* Perintah Latihan *
1. Tolong sebutkan semua sikap (laku) dalam Teori Trikon yang disebut dalam teks tentang konsep pendidikan Ki Hajar Dewantara.
2. Teruskan teks tentang konsep pendidikan Ki Hajar Dewantara mulai setelah kalimat terakhirnya.

* Teks Pilihan *

====================

Konsep Ki Hajar Dewantara Makna yang tersirat dari pidato Bung Karno 1 Juni 1945 ialah bahwa Pancasila merupakan mutumanikam yang sudah terkandung selama ribuan tahun di bumi Nusantara. Lebih dari masa kedua kerajaan tersebut, nilai-nilai Pancasila sudah ada. Sehingga Bung Karno dan para founding fathers lainnya memposisikan diri pada masa itu bukan sebagai penemu Pancasila melainkan hanya penggali.
Dapat diketahui, bahwa nilai Pancasila sudah menjadi filosofi yang hidup dan berkembang secara turun temurun di kalangan masyarakat Indonesia. Nilai-nilai itu yang kemudian termanifestasi dalam sila-sila di Pancasila dan berfungsi kembali sebagai landasan pendidikan ketika Negara Kesatuan Republik Indonesia (NKRI) terbentuk.
Format penanaman nilai-nilai itu yang kemudian mengkristal menjadi suatu sistem pendidikan yang diimplementasikan baik dari keluarga, pendidikan formal (sekolah dan Perguruan Tinggi) hingga masyarakat. Upaya kebudayaan dengan pendidikan itu menurut Ki Hajar Dewantara dapat ditempuh dengan sikap (laku) yang dikenal dengan Teori Trikon, yakni: Kontinu, Konsentris, dan Konvergen.
Kemudian dalam pelaksanaan pendidikannya dapat dilakukan di berbagai tempat yang oleh Ki Hajar Dewantara diberi nama Tri Sentra Pendidikan, yaitu: 1) Alam Keluarga, 2) Alam Keguruan, dan 3) Alam Pergerakan Pemuda/Pengabdian Masyarakat.
Ki Hajar Dewantara pun membagi lagi dengan istilah pengajaran yang merupakan salah satu jalan pendidikan, yaitu suatu usaha untuk memberi ilmu pengetahuan serta kepandaian dengan latihan-latihan dengan maksud memajukan kecerdasan fikiran (intelek) serta berkembangnya budi pekerti. Ki Hajar Dewantara di bidang pengajaran meletakkan juga konsep-konsep dasar pengajaran meliputi: 1) Teori dasar-ajar, 2) Trisakti jiwa, dan 3) Sistem among.

====================

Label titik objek
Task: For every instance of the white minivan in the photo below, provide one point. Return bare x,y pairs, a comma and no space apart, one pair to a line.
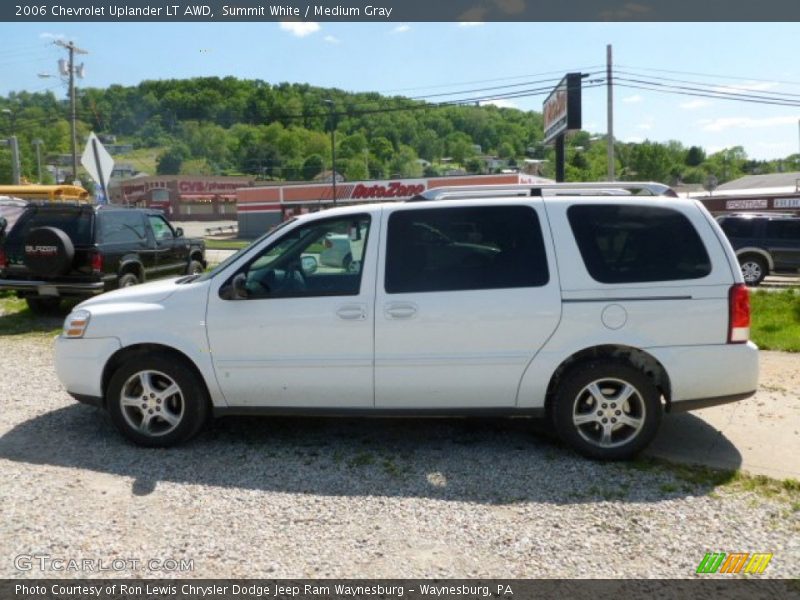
597,310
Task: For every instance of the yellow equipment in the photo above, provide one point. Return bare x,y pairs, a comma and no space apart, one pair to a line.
48,193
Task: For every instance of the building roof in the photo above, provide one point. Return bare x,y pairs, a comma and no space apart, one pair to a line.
789,181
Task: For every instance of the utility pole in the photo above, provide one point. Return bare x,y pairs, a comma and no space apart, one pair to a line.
11,142
329,102
610,114
13,145
73,49
38,143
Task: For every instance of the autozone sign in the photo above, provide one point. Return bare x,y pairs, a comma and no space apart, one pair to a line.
393,189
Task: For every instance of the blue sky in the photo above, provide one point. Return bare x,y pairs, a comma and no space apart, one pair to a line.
417,59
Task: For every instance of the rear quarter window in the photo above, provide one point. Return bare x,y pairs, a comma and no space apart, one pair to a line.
636,244
740,228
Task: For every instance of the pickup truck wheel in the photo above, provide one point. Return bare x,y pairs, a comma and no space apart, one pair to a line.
607,410
194,268
127,280
156,401
754,269
43,306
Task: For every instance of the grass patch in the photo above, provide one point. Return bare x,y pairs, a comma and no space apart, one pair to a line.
787,490
17,319
776,320
214,244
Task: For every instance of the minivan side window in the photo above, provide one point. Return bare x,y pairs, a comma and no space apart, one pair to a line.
472,248
121,226
636,244
161,229
322,258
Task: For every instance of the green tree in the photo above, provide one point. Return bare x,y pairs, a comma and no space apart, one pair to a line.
169,162
312,166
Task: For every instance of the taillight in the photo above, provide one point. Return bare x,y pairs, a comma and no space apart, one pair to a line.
97,262
739,314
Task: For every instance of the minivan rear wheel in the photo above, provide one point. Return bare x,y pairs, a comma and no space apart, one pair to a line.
156,400
607,410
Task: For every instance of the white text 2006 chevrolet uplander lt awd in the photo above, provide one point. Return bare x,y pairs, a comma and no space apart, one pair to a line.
590,304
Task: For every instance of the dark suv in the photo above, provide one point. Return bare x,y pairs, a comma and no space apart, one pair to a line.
764,243
68,250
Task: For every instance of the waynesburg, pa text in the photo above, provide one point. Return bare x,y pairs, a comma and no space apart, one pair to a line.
274,590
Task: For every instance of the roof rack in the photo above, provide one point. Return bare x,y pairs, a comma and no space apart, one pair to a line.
599,188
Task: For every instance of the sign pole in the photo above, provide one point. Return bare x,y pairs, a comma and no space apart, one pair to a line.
99,168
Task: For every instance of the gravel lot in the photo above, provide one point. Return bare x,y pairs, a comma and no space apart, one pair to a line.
351,498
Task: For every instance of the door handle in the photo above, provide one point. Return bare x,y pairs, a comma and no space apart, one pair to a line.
352,312
400,310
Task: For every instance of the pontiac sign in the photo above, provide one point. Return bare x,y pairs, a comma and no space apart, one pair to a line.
562,108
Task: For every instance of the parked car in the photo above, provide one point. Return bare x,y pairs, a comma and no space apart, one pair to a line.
764,243
598,312
63,250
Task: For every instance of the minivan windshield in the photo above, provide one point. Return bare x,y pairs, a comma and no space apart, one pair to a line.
233,257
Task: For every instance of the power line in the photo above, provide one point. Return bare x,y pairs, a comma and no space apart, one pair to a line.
510,78
714,75
716,89
692,91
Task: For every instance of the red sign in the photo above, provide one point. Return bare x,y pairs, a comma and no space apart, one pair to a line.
393,189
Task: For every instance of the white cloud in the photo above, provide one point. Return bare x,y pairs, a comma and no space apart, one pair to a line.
500,103
694,104
300,29
723,123
755,86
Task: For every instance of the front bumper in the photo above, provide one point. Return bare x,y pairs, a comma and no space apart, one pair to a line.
52,289
80,364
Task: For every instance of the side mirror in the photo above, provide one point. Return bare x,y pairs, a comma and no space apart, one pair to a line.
309,265
239,284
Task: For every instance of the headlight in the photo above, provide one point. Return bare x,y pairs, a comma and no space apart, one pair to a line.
76,323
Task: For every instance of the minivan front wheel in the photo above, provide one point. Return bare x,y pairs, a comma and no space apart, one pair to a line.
607,410
753,270
156,401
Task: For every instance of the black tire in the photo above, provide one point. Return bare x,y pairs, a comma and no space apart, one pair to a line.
195,267
48,252
44,306
127,280
754,269
595,428
141,415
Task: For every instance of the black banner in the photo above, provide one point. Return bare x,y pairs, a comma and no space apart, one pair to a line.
400,10
410,589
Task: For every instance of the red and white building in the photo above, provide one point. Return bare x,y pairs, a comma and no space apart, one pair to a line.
260,208
181,197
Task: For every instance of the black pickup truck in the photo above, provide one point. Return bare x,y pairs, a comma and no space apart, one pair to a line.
66,250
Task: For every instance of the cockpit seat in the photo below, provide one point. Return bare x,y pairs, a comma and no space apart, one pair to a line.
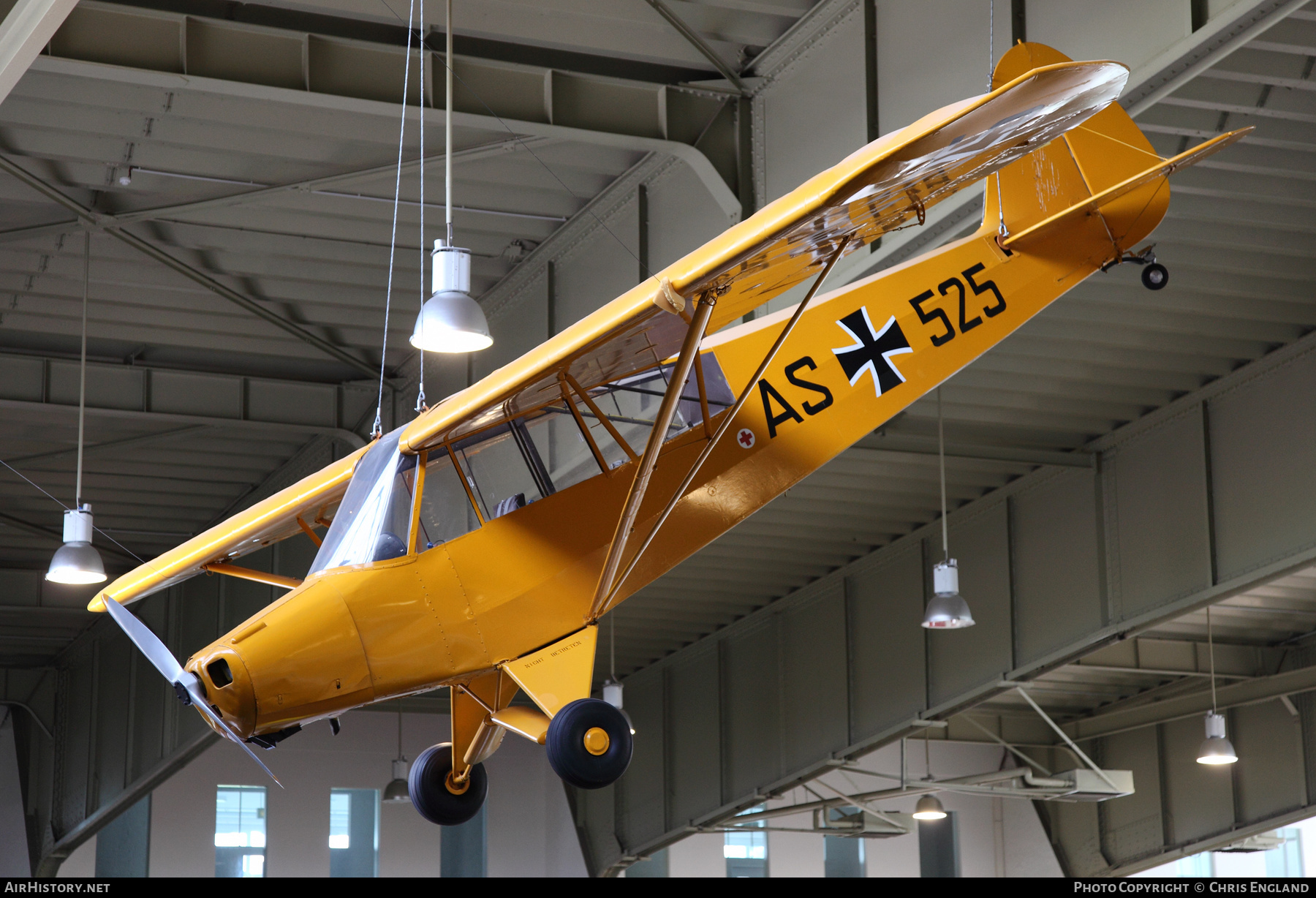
388,546
510,505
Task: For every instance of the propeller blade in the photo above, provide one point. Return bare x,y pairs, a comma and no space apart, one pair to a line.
145,640
194,689
164,660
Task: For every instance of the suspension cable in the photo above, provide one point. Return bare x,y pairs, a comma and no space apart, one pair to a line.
378,429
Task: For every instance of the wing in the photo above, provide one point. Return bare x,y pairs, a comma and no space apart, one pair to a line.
881,187
311,499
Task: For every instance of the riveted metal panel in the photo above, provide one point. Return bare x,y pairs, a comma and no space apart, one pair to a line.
75,740
694,736
107,388
1054,567
1156,515
292,403
243,53
1132,826
1263,499
197,394
641,792
814,684
962,659
752,736
888,680
21,378
1270,777
113,676
1199,797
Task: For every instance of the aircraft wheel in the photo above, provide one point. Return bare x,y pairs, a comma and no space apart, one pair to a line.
589,743
432,788
1154,276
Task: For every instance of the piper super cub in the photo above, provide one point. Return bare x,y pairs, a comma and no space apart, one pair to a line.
478,546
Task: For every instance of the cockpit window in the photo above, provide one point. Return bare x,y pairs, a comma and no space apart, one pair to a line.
374,519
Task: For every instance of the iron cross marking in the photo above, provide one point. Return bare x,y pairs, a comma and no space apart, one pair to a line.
871,350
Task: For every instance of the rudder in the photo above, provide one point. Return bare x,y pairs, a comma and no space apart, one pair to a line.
1103,151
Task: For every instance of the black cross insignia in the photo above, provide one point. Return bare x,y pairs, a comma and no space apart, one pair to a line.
871,350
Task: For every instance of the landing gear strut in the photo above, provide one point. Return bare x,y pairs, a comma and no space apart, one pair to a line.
436,796
1154,276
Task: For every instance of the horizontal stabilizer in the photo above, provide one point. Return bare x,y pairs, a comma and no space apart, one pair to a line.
1160,170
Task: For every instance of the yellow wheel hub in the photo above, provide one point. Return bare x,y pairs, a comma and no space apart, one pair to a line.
597,740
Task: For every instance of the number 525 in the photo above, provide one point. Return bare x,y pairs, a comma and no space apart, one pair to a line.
928,317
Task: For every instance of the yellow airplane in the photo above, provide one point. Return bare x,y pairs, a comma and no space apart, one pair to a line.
478,546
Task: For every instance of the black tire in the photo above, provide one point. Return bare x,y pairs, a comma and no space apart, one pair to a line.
567,753
1154,276
431,796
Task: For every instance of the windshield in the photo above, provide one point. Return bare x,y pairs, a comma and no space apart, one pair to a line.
374,519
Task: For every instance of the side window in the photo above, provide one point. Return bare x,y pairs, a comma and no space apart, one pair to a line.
506,469
374,519
445,513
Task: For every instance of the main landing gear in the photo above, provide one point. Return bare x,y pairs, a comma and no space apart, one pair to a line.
1154,276
589,743
436,796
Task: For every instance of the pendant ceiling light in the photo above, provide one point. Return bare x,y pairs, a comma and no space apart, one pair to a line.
77,561
929,809
929,806
450,322
1215,747
396,792
947,610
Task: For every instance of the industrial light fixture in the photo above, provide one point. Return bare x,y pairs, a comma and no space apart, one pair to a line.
947,610
929,806
77,561
928,809
1215,748
396,791
450,322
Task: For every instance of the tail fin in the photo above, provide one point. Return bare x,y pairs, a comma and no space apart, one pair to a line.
1102,153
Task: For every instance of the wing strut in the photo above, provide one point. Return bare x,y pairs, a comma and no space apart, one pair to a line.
600,607
638,486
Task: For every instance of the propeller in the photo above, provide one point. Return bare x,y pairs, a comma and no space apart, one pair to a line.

====================

* Hasil Tiap Tugas *
1. Kontinu, Konsentris, dan Konvergen.

2.
Sistem Among adalah cara pendidikan yang dipakai dalam sistem pendidikan Taman Siswa, dengan maksud mewajibkan pada guru supaya mengingati dan mementingkan kodrat-iradatnya anak-anak, dengan tidak melupakan segala keadaan yang mengelilinginya.
Oleh karena itu alat ”perintah, paksaan dengan hukuman” yang biasa dipakai dalam pendidikan zaman dahulu, harus diganti dengan aturan: memberi tuntunan dan menyokong anak-anak dalam bertumbuh dan berkembang karena kodrat-iradatnya sendiri, melenyapkan segala yang merintangi pertumbuhan dan perkembangan sendiri itu serta mendekatkan anak-anak kepada alam dan masyarakatnya.
Perintah dan paksaan hanya boleh dilakukan jika anak-anak tidak dapat menggunakan kekuatannya sendiri menghindarkan marabahaya yang akan menimpanya, sedangkan hukuman tak boleh lain dari pada sifatnya kejadian yang sebetulnya harus dialami, sebagai buah atau akibat kesalahannya; hukuman yang demikian itu lalu semata-mata menjadi penebus kesalahan, bukan siksa dari orang lain (Tauchid, 1972:99-101 dalam 50 Tahun Taman siswa).
Pendidikan yang humanis menekankan pentingnya pelestarian eksistensi manusia, dalam arti membantu manusia lebih manusiawi, lebih berbudaya, sebagai manusia yang utuh berkembang, menurut Ki Hajar Dewantara menyangkut daya cipta (kognitif), daya rasa (afektif), dan daya karsa (konatif)). Singkatnya,
“educate the head, the heart, and the hand”. Pengembangan manusia seutuhnya menuntut pengembangan semua daya secara seimbang. Pengembangan yang terlalu menitikberatkan pada satu daya saja akan menghasilkan ketidak utuhan perkembangan sebagai manusia. Ki Hajar Dewantara mengatakan bahwa pendidikan yang menekankan pada aspek intelektual belaka hanya akan menjauhkan peserta didik dari masyarakatnya. Dan ternyata pendidikan sampai sekarang ini hanya menekankan pada pengembangan daya cipta, dan kurang memperhatikan pengembangan olah rasa dan karsa. Jika berlanjut terus akan menjadikan manusia kurang humanis atau manusiawi.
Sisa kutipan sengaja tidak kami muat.